Of the numerous theatre festivals which take place in Scotland, I have to declare a particular affection for the annual Imaginate Children's International Theatre Festival in Edinburgh.

No other programme, not even the prestigious Edinburgh International Festival, can equal director Tony Reekie's event for consistency of quality, imagination in programming or the sheer joyousness of its audiences.

One of the great things about Imaginate is that it allows children (and adults) in Scotland to measure our often impressive home-grown children's theatre against some of the best from continental Europe and beyond. Wanted: Rabbit, by Dutch group Maas Theater en Dans, is surely among the finest theatre work for kids aged three to five.

Towering over a fabulous, monochrome cardboard city, three life-sized police officers swear the audience to secrecy as we are engaged in the search for a runaway rabbit, recently escaped from the police station. The flop-eared escapee is creating havoc by stealing carrots, nibbling through TV cables and pooing everywhere.

The miniaturised adventure which follows exposes the officers as cops of the Keystone variety, and involves hilarious mini car chases (complete with "nee-naw" sound effects), police disguised as tulips and some high-level poo tasting.

The show becomes increasingly madcap as the scale of the bunny problem grows at a rate similar to rabbits' famous procreative prodigiousness. Surreal and wonderfully off its head, Wanted: Rabbit boasts the funniest Dutch cops since Harry Enfield and Paul Whitehouse's Amsterdam police.

DATASET EXCERPTS »
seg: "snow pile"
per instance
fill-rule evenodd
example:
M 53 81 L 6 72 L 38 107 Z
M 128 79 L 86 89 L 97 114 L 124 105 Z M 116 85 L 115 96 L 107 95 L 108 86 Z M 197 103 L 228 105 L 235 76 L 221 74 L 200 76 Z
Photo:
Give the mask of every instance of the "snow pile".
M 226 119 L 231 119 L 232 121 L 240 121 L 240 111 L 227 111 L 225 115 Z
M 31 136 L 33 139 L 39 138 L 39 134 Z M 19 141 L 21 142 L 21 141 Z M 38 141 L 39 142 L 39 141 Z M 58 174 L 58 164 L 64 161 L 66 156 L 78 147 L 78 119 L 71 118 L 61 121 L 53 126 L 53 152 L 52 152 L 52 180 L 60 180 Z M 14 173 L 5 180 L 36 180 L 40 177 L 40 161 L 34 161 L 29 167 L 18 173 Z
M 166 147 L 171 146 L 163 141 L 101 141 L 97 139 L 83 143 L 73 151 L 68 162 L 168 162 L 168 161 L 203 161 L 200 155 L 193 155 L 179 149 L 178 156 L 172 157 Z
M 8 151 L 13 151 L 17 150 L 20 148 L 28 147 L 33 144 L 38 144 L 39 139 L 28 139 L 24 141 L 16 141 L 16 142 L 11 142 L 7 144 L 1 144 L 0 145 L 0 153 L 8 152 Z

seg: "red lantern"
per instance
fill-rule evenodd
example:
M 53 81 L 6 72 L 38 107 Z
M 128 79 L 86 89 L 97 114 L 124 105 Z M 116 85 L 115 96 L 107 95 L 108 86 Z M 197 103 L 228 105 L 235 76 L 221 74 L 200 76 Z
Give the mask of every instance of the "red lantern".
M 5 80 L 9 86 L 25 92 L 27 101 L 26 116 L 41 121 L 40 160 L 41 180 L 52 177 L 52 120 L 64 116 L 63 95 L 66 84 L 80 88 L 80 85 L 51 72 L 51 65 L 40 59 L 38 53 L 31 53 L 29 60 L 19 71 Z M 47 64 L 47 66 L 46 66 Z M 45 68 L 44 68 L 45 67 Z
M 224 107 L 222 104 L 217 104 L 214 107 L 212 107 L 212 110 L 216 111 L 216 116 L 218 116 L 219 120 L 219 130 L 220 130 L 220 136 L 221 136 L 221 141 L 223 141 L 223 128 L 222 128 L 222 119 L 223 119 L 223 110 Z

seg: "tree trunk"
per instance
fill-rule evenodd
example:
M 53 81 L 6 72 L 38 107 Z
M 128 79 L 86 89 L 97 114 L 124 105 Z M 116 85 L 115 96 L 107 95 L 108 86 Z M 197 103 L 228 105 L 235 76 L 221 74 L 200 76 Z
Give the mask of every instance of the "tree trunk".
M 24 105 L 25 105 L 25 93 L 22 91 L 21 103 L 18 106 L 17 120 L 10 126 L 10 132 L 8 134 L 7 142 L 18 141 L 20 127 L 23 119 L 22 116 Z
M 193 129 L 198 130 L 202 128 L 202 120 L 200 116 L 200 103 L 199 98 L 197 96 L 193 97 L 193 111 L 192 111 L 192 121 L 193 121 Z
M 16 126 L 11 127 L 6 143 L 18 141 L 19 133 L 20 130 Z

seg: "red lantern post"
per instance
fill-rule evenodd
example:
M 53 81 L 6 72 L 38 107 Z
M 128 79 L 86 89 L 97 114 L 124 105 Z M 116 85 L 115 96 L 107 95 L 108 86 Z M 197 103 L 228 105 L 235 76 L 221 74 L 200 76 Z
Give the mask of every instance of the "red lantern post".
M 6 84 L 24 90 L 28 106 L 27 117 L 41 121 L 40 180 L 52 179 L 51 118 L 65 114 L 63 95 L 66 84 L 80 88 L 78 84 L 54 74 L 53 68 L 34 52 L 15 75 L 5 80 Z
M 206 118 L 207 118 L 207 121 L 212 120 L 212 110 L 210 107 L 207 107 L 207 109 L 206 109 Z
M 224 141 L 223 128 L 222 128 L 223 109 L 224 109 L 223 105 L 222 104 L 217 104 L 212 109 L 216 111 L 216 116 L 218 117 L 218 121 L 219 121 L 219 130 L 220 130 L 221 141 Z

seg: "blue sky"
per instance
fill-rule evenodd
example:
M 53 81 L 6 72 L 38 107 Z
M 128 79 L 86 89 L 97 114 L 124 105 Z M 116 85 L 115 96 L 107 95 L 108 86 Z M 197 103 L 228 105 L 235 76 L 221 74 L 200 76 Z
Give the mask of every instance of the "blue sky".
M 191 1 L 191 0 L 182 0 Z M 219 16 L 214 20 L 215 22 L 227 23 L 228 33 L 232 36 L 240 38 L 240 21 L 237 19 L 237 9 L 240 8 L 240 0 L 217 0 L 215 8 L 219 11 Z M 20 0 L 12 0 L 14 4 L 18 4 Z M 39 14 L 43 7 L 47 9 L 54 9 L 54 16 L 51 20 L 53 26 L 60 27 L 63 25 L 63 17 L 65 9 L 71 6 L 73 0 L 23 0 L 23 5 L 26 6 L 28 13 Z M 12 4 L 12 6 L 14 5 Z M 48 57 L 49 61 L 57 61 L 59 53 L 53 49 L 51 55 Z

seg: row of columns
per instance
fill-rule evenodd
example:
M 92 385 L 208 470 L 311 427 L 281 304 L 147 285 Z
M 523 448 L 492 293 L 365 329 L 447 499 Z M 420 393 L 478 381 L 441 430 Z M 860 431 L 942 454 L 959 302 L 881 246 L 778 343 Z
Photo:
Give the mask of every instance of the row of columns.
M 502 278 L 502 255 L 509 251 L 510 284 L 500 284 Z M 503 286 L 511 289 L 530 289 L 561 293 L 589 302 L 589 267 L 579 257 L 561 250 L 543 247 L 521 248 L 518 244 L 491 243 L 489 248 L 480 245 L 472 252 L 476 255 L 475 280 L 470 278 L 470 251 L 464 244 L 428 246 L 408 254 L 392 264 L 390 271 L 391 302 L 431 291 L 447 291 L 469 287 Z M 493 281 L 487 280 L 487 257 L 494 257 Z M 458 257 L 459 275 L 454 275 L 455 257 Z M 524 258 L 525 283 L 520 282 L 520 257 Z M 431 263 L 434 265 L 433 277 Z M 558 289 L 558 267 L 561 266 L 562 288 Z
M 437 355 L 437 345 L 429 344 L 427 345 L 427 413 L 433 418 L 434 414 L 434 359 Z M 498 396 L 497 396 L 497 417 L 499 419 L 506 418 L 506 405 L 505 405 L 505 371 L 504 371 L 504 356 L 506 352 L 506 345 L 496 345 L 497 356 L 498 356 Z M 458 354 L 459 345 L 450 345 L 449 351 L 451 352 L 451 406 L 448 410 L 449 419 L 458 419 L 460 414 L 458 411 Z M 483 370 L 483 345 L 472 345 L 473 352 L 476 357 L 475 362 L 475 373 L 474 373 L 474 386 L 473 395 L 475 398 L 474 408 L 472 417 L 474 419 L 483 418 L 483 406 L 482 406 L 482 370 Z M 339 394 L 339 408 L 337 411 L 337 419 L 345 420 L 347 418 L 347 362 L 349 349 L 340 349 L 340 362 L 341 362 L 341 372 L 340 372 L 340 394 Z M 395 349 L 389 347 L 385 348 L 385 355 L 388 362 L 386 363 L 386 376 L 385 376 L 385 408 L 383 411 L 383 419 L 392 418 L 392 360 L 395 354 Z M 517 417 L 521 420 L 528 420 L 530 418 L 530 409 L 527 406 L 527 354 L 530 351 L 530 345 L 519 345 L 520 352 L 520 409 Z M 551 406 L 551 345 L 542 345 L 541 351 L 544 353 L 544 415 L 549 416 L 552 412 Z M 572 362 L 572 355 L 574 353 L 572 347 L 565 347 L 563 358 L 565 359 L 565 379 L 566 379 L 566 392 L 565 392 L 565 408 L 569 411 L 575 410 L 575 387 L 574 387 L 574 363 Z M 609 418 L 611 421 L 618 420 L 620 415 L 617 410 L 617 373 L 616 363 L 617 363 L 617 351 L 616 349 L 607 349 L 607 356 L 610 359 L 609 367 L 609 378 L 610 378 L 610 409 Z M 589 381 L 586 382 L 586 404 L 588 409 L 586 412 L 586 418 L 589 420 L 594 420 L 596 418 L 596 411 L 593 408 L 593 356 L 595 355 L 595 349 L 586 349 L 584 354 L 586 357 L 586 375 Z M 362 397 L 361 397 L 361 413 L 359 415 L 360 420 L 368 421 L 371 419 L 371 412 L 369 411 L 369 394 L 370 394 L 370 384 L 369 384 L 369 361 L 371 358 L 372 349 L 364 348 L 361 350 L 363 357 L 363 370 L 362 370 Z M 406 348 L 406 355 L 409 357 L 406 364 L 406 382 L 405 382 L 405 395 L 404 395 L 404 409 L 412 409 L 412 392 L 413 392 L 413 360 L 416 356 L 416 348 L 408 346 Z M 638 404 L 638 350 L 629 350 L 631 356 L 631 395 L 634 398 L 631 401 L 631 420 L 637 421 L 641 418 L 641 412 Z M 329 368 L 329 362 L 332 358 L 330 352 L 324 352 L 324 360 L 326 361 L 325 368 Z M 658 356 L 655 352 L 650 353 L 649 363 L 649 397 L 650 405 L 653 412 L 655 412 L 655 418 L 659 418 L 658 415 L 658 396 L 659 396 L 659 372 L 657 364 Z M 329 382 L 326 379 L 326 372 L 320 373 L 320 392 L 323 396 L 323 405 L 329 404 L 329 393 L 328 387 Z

ACTIVITY » In the theatre review, what does the escaped rabbit do to create havoc? The data has no connection to the theatre review.

RESULT BELOW »
- Steals carrots
- Nibbles through TV cables
- Poos everywhere